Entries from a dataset

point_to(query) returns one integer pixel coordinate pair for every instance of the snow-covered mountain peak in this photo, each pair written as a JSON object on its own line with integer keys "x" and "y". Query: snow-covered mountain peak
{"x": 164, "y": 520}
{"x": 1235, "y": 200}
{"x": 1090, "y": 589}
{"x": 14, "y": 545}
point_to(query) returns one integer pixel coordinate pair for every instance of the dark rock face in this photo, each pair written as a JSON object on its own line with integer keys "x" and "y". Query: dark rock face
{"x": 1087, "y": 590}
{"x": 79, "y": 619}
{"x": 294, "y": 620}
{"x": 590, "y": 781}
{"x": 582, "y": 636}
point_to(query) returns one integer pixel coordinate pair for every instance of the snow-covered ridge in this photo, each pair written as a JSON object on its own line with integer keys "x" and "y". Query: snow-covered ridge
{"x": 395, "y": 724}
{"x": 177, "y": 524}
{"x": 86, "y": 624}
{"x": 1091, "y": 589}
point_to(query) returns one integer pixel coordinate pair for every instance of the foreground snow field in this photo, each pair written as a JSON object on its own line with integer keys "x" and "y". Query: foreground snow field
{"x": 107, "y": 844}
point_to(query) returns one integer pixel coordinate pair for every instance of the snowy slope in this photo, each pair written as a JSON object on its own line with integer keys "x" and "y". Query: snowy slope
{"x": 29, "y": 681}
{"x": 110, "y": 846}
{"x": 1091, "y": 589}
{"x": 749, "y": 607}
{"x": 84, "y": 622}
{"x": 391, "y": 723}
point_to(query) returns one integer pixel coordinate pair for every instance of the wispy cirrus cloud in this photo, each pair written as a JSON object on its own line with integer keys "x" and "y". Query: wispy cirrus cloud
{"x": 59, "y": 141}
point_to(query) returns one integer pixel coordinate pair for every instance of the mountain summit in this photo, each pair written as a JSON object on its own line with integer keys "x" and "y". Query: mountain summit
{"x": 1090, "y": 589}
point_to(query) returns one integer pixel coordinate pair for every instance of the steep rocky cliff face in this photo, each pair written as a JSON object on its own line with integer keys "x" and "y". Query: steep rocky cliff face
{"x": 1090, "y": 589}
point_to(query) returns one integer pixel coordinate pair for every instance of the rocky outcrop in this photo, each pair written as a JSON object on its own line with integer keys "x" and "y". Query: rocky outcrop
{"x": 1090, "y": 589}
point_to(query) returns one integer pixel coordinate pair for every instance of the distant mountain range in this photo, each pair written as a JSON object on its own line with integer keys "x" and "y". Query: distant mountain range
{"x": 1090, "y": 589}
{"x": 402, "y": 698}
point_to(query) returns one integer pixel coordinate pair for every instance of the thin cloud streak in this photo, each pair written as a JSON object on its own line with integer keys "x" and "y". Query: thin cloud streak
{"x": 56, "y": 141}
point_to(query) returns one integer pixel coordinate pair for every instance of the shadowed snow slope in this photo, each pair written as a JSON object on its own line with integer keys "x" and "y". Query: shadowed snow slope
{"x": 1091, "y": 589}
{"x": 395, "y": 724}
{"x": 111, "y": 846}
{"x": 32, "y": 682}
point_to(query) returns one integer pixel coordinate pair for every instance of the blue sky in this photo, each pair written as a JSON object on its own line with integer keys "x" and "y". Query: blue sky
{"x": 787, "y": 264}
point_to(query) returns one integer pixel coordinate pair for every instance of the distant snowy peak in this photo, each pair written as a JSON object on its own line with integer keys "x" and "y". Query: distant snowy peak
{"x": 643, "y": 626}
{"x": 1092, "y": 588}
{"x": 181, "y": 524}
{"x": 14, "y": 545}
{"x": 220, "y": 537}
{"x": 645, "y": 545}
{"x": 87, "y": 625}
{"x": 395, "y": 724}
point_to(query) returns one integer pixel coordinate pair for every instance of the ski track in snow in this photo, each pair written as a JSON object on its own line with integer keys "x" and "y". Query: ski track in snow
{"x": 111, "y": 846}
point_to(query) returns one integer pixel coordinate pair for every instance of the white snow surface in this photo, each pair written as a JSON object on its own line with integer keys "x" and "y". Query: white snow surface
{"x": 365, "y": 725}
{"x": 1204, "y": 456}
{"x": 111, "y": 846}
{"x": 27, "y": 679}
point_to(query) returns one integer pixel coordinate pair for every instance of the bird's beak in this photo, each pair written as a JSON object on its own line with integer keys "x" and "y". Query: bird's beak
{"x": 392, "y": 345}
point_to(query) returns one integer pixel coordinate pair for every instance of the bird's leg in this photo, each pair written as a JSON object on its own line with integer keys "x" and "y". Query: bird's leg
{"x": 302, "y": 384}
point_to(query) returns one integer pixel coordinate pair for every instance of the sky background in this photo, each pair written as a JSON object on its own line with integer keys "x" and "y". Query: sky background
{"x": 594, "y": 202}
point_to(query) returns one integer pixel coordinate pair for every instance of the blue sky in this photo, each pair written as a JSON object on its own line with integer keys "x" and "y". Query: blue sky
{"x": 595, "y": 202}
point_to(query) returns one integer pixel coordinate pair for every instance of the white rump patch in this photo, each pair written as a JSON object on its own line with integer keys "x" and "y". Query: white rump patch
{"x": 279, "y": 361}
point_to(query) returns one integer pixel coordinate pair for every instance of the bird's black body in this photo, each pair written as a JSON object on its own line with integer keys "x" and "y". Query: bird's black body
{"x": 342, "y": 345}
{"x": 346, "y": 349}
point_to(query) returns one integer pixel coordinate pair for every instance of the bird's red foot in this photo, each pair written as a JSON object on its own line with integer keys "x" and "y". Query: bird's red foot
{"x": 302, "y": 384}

Written problem —
Reproduce the lines from the one containing "Query: bird's beak" to the end of the entries, keeping both ends and adding nothing.

Solution to this problem —
point_to(query) returns one integer pixel coordinate pair for every instance of the bird's beak in this photo, each pair written as a JSON object on its own line with integer keys "x" and "y". Query: bird's beak
{"x": 392, "y": 345}
point_to(query) returns one integer pixel coordinate pair for every instance of the bird's leg in this photo, each pair written as a JSON object on its own line with integer keys "x" and "y". Query: bird's leg
{"x": 302, "y": 384}
point_to(query) returns one integer pixel coordinate pair for every instance of the sky background in this photo, each pair written as a JSON object on its own line with integer keys "x" and "y". Query: sky background
{"x": 594, "y": 202}
point_to(query) returns one integer pixel coordinate pair for every instance of the blue sky in this photo, each pair written as a JSON object on its own line with integer keys "x" and "y". Query: blue sky
{"x": 595, "y": 202}
point_to(query) returns one integer pixel coordinate pair for every instance of the white rump patch in this photo, each pair written as a JSON object on its own line with integer keys "x" and "y". Query: white rump patch
{"x": 279, "y": 361}
point_to(query) returns one integer pixel coordinate pair for every instance of the bird's black body in this photo, each pair written as a JSON object on its own line with integer keys "x" and "y". Query: bird's black body
{"x": 342, "y": 345}
{"x": 346, "y": 349}
point_to(query) returns one integer pixel coordinate pair for every instance of the bird's red foot in this photo, each pair written as a JSON object on its own line with integer keys "x" and "y". Query: bird's red foot
{"x": 302, "y": 384}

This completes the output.